WHAT NEEDS TO BE DONE.
Write out each line of the data below word for word, keeping every line in its original order.

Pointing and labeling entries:
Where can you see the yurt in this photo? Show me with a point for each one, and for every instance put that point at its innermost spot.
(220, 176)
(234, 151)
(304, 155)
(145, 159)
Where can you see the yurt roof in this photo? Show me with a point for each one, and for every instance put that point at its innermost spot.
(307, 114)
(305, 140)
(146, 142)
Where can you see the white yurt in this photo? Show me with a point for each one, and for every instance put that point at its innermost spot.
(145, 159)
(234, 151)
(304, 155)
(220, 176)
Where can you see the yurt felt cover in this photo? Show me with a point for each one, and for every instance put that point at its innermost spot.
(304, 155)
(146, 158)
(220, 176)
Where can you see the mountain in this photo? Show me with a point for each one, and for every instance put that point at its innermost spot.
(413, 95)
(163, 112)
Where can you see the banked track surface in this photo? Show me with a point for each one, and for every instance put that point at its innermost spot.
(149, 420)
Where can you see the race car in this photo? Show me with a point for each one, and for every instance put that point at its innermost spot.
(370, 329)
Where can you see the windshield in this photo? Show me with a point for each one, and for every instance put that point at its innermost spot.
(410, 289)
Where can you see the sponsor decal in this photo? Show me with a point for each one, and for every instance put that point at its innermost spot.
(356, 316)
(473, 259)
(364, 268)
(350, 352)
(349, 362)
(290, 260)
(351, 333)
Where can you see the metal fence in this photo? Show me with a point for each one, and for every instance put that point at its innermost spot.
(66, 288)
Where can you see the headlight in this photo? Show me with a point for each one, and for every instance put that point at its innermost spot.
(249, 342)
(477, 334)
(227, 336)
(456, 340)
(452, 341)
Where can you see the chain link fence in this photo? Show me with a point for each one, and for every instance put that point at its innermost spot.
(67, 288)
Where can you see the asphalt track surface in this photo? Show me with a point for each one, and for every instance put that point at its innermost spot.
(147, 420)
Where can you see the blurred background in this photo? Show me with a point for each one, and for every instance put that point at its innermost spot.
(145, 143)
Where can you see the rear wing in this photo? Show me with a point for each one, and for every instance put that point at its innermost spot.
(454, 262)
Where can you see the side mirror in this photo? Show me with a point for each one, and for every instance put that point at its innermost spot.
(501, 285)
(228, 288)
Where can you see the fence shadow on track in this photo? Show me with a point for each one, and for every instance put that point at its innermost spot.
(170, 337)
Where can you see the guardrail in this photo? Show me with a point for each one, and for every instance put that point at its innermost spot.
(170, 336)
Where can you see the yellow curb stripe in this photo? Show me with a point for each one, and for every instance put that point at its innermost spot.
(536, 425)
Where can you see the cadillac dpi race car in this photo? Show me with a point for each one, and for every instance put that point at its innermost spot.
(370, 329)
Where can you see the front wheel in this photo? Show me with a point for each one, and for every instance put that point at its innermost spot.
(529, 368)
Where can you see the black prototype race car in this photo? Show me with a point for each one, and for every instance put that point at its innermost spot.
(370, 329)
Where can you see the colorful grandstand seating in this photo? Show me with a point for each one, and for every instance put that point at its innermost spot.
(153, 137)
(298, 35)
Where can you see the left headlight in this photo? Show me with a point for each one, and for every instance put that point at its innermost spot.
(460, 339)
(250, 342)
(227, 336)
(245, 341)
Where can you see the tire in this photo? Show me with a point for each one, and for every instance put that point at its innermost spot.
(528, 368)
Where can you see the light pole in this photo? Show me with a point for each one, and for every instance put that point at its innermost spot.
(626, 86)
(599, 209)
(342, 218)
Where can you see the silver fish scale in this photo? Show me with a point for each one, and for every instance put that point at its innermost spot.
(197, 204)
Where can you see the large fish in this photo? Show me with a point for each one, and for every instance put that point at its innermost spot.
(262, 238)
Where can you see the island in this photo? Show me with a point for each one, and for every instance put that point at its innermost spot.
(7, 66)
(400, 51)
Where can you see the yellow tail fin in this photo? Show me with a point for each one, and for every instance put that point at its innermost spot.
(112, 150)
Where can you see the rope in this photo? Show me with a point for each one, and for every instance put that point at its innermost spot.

EXPECTED ANSWER.
Where can you see the yurt in this photo? Show me with a point for each one, and for every instance put that point at its innermost spot.
(220, 176)
(234, 151)
(304, 155)
(145, 159)
Where can you see the yurt roof in this photo? Show me with a point for each one, and for every instance put that point at its innermost spot.
(307, 114)
(305, 140)
(146, 142)
Where can you see the white yurt in this photo? Show me with a point for each one, and for every instance put that point at its innermost spot.
(145, 159)
(234, 151)
(304, 155)
(220, 176)
Where can you see the yurt felt cover in this photo? Show me with a point for each one, and for every instance put that point at its innermost spot.
(304, 155)
(146, 158)
(220, 176)
Where can you see the mountain in this photo? Show me with a point for each one, and for every instance put that point at its innermost spot.
(413, 95)
(163, 112)
Where can you see the banked track surface in this photo? Show me with a point for each one, and for every instance put that point at its innermost spot.
(149, 420)
Where can you see the race car in this photo? Show me with a point for each one, and for every instance put that point at its innermost spot.
(370, 329)
Where can you see the windshield in this photo? Show me with a point for each one, and for every instance put that point at its innermost spot.
(410, 289)
Where can you see the sponsor decal in this photo? Show me with a point for each one, and for every instance put that point at its innermost spot.
(356, 316)
(473, 259)
(364, 268)
(350, 352)
(349, 362)
(290, 260)
(351, 333)
Where can you see the metal fence in this photo? Show me with a point for each one, and for every instance put that point at its innermost spot.
(66, 288)
Where can you see the headlight in this photo? Show me with a point for each one, and for every instance put that point at its innermost spot.
(249, 342)
(477, 334)
(227, 336)
(456, 340)
(452, 341)
Where can you see the chain link fence in this photo? Show me with a point for each one, and for every instance put that point at its innermost spot.
(67, 288)
Where can you see the asphalt track surface in this photo? Show me with a point for each one, and for every instance put that point at its innermost spot.
(147, 420)
Where can you see the blurred background in this photo? Show me with a point for each one, and for every instance put that point at its innermost spot.
(145, 143)
Where can you see the rear wing in this photo? Show me with a point for each one, and for every instance put that point at its innermost spot.
(454, 262)
Where can you see the side mirror in this photo? Show me with a point for each one, and for every instance put that point at its innermost spot.
(501, 285)
(228, 288)
Where can you see the fence shadow on track in this photo? Show me with a point for each one, and for every instance put that point at its innermost spot.
(170, 337)
Where can you see the guardrail in this photo? Show me with a point for each one, and for every instance put that point at its innermost spot.
(170, 336)
Where can you see the yellow curb stripe in this photo? Show me with a point for each one, and for every instance put that point at its innermost spot.
(536, 425)
Where can you see the cadillac dpi race car in this photo? Show me with a point for each one, and for every instance put that point at its innermost spot.
(370, 329)
Where can you see the front wheel in this photo? Show me with a point for each one, and for every instance put that point at its innermost spot.
(529, 368)
Where can you see the black prototype race car in this photo? Show me with a point for each one, and for every instance put that point at its innermost spot.
(370, 329)
Where can you see the colorful grandstand seating in this photo? Show me with a point for each one, and for every instance put that point at its innermost spot.
(153, 137)
(298, 35)
Where can you see the left headlight in this photo? Show me with a point for each one, and for every instance put that point at its innermost spot.
(460, 339)
(250, 342)
(227, 336)
(245, 341)
Where can you see the tire in this photo? Show me with a point for each one, and for every instance put that point at its innermost spot.
(528, 368)
Where can you see the light pole in this photo? Show me with a point for each one, and for every instance put that point at its innermost spot.
(626, 86)
(599, 209)
(342, 218)
Where can you see the silver fish scale in this photo? Show me with a point for each one, and for every instance put that point at its innermost spot.
(197, 204)
Where can you see the large fish in this photo? Show me with a point for each one, and for every instance put that point at its innermost spot.
(262, 238)
Where can you see the island in this photo? Show me with a point for each one, and for every instance put that point at its innermost spot.
(7, 66)
(400, 51)
Where can you see the yellow tail fin in this photo? Show me with a point for each one, and for every instance put that point at its innermost spot.
(112, 150)
Where can you see the rope in this photo? Show me with a point for each one, and for every instance put that point at its innermost spot.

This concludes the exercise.